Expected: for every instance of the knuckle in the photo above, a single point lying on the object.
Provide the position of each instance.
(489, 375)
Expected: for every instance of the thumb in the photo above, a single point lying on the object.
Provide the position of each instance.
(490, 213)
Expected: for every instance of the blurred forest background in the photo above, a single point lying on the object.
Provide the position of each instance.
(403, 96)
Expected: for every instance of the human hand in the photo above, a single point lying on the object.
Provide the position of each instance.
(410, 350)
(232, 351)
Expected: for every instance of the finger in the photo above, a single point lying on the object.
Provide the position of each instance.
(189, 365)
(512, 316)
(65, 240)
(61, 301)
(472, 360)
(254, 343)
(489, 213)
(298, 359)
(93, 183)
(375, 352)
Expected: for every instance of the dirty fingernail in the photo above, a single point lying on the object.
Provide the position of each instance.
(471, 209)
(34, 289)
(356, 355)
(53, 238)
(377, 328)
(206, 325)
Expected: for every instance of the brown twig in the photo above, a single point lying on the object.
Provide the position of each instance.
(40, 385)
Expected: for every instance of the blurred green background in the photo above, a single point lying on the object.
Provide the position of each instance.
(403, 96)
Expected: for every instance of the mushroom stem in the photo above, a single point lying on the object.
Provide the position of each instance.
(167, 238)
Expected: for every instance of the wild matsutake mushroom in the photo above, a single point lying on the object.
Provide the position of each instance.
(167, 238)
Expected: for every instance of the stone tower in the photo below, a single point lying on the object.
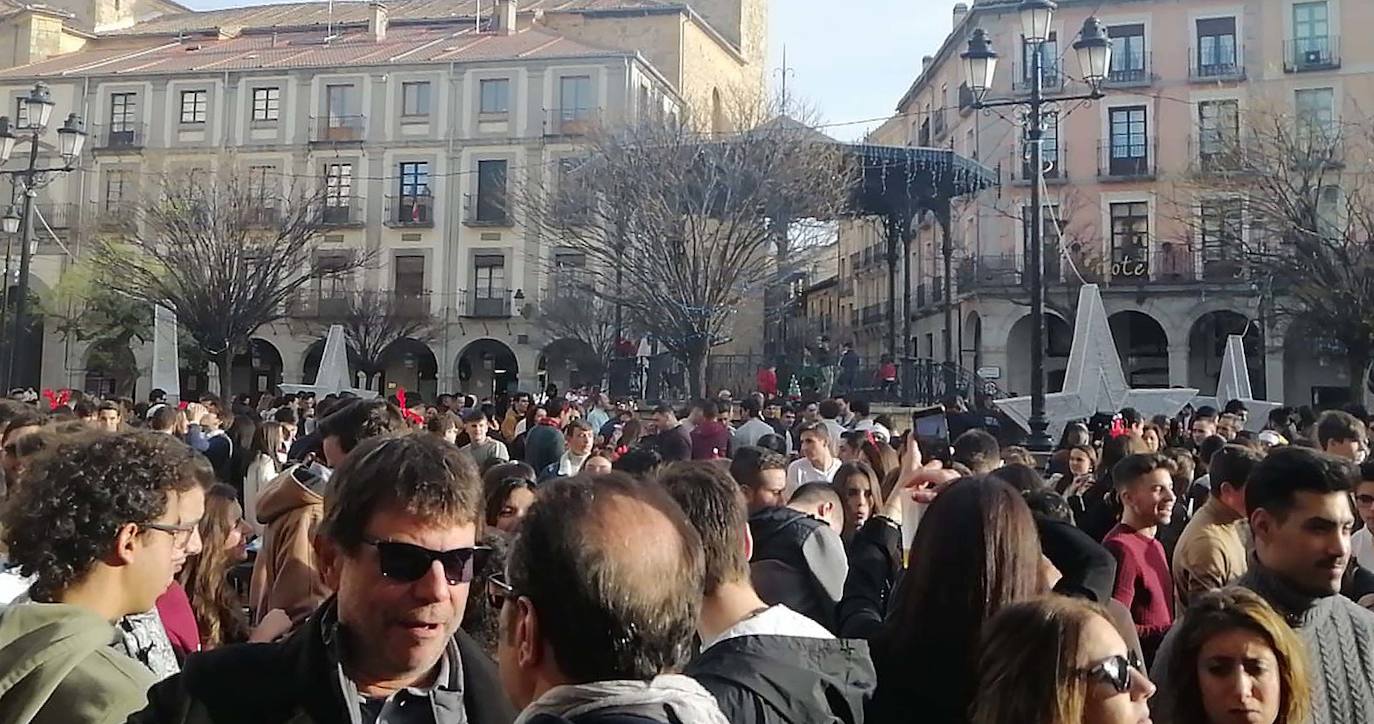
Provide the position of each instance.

------------------------

— WORK REQUIRED —
Every line in the listing above that mentions "background" should be returned.

— TASK ANSWER —
Expected: for every instance of the blurred forest background in the photo above, a single point lying on the object.
Expected: for every instance of the blurred green background in the photo above, a single point lying on the object.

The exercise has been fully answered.